◆ **INSTRUCTIONS FOR THE TASK**: Can you retype only the lines from the one with "of the spider" through the final line of the material, exactly as given?

◆ **RECORDED DATA**:

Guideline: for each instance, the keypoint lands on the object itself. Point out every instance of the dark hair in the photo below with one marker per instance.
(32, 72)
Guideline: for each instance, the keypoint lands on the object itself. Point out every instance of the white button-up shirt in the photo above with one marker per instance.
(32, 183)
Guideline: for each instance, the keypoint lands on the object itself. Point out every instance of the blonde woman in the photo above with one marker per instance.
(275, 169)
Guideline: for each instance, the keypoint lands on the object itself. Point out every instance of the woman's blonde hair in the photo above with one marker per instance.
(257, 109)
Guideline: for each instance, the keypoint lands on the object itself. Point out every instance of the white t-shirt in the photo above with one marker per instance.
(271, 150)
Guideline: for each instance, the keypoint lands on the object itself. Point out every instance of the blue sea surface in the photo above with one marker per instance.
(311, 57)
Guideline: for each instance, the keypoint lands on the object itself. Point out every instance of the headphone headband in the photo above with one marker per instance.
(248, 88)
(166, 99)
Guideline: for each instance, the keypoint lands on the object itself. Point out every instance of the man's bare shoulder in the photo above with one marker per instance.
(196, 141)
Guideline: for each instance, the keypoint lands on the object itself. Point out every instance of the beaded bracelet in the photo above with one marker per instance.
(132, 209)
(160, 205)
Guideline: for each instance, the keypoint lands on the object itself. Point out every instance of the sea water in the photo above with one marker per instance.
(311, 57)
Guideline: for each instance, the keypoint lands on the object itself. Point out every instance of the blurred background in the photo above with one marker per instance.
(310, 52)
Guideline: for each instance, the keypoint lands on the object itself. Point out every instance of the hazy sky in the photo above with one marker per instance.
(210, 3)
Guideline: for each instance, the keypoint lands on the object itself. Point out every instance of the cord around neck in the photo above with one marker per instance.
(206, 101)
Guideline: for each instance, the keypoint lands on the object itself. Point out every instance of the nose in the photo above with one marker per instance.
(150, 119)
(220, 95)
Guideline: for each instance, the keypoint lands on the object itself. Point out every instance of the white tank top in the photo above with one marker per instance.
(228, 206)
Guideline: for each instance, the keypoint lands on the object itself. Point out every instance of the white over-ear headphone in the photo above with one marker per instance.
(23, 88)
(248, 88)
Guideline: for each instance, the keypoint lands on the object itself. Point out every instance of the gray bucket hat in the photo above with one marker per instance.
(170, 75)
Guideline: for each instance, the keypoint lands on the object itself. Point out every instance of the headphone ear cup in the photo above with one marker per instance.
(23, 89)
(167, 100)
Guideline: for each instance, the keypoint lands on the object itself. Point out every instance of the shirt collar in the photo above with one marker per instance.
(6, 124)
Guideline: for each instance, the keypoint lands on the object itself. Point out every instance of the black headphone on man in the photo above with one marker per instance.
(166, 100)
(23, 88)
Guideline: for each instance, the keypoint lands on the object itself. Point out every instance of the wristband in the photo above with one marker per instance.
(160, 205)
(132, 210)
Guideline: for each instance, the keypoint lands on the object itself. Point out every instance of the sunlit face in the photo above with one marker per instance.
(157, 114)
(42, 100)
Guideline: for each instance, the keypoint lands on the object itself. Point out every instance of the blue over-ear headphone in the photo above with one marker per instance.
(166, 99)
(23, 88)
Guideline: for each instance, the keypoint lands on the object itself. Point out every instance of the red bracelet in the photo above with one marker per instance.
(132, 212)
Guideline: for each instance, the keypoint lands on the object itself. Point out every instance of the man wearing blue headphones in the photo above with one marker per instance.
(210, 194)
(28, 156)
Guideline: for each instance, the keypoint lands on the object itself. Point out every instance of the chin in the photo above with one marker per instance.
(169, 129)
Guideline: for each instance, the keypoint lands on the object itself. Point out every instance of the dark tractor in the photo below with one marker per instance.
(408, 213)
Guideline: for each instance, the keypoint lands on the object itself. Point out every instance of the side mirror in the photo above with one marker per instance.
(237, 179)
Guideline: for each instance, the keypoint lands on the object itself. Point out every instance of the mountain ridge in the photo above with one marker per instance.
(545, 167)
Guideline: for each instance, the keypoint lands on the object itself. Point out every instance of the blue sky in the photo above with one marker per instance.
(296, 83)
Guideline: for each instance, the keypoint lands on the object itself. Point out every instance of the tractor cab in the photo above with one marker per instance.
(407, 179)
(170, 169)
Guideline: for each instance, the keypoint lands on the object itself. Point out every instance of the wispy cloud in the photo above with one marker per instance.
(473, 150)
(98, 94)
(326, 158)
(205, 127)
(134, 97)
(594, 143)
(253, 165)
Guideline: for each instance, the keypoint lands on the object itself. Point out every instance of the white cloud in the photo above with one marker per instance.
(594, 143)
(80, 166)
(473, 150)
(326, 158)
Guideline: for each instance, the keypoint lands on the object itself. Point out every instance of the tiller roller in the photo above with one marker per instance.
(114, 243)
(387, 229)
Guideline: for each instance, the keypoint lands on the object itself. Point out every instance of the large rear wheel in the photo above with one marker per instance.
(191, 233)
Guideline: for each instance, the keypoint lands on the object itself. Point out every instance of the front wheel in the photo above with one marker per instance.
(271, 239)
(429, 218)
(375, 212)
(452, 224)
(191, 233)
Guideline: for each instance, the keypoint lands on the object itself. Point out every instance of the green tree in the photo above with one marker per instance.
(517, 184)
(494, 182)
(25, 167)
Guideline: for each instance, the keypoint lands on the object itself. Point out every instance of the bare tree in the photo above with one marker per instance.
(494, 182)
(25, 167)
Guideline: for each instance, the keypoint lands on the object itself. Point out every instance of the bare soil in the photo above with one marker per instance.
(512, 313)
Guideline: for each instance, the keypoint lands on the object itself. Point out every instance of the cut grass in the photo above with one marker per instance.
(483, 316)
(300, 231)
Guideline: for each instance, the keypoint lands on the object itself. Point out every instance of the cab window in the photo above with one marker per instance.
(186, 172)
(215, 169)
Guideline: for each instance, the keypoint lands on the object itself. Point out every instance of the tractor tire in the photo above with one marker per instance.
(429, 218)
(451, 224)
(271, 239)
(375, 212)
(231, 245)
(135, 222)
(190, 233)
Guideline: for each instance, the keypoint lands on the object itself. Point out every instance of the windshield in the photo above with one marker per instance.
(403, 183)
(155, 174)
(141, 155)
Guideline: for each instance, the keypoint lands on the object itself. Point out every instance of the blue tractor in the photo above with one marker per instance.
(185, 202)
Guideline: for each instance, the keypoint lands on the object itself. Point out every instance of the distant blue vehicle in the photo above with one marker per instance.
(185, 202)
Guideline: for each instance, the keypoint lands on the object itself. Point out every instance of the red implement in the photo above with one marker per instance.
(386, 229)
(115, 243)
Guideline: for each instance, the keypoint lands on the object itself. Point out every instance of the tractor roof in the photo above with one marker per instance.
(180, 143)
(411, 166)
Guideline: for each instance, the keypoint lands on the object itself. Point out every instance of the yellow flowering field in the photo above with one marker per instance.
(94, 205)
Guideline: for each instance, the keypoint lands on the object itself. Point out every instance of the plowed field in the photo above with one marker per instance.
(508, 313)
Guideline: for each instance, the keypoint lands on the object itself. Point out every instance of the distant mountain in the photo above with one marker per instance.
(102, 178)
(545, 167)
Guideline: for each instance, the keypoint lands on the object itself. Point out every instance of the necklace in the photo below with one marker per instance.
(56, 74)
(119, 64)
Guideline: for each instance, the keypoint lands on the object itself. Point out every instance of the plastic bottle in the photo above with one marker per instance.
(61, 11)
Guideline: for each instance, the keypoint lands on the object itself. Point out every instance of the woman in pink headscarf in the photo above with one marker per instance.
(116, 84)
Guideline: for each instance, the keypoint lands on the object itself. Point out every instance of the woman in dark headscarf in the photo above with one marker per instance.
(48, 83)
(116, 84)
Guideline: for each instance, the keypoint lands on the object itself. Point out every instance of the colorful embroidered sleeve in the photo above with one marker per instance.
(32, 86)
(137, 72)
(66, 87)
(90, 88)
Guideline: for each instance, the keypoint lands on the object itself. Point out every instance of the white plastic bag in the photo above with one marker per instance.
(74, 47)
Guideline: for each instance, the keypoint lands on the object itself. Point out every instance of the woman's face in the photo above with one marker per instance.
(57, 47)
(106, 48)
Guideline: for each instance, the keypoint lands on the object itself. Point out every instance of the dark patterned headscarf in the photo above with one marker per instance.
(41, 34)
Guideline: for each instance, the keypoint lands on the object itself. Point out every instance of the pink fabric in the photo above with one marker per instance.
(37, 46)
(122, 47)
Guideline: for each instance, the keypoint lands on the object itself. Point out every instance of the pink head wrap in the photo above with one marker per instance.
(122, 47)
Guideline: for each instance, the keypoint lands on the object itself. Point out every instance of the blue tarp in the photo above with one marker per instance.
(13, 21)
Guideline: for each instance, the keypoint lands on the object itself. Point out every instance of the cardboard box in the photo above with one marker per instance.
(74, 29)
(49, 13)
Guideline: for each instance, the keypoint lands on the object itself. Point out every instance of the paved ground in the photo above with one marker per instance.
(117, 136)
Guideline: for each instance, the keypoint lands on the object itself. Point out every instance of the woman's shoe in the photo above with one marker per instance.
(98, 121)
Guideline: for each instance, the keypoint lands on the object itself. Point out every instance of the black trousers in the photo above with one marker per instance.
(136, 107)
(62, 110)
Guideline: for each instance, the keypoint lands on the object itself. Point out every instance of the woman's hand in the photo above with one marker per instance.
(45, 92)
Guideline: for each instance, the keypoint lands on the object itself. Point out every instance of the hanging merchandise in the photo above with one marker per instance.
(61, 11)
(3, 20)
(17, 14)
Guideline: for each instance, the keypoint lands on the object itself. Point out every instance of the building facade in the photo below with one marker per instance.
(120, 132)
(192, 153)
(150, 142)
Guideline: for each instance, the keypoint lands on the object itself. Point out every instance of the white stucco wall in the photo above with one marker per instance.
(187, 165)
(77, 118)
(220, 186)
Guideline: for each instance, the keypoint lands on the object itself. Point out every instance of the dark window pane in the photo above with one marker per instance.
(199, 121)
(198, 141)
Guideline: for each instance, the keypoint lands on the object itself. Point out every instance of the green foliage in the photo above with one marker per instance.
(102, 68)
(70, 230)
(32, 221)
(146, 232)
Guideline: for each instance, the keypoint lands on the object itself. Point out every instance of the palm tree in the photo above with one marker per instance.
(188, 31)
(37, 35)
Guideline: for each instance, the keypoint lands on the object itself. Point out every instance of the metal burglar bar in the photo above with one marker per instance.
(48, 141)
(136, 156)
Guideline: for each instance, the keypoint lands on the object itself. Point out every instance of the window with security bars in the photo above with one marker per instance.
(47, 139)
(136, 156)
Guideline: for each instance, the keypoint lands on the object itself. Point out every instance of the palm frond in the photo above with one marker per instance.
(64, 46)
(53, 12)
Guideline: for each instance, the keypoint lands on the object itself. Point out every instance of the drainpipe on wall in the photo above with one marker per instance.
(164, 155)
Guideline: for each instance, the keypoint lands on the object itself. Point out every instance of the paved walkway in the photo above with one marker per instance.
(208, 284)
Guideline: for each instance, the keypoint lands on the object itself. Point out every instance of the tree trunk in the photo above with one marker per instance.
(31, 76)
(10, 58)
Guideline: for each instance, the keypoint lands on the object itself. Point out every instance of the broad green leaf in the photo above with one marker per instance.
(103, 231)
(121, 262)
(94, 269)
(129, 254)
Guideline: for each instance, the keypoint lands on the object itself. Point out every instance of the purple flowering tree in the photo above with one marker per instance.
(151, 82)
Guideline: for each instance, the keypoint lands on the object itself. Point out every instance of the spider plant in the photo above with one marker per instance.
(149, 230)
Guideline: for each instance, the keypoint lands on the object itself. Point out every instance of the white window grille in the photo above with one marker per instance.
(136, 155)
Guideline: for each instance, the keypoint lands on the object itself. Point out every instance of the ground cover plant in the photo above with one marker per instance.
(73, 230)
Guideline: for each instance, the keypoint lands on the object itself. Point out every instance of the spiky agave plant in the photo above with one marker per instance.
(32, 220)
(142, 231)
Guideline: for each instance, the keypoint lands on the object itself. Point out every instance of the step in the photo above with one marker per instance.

◆ **WRITTEN SOLUTION**:
Guideline: for each instance, the keypoint lands on the object itself. Point out every instance of the spider plant in the photo above with one marker per instance.
(149, 230)
Guideline: for each instance, the keypoint lands on the object itself. Point out every instance of the white window grille in the photo above with one marker per instance.
(136, 155)
Guideline: for each instance, the keypoint lands on the object itself. Point out every instance of the ground cover plant in the photo above with one marker per instance.
(73, 230)
Guideline: for each instance, the keypoint lands on the object itself. Point out every instance of the spiky agave plant in the photo above with one marker per instance.
(32, 220)
(142, 231)
Guideline: for each instance, the keypoint lands on the object itself. Point out every instance of the step in the photo above with one marker per instance.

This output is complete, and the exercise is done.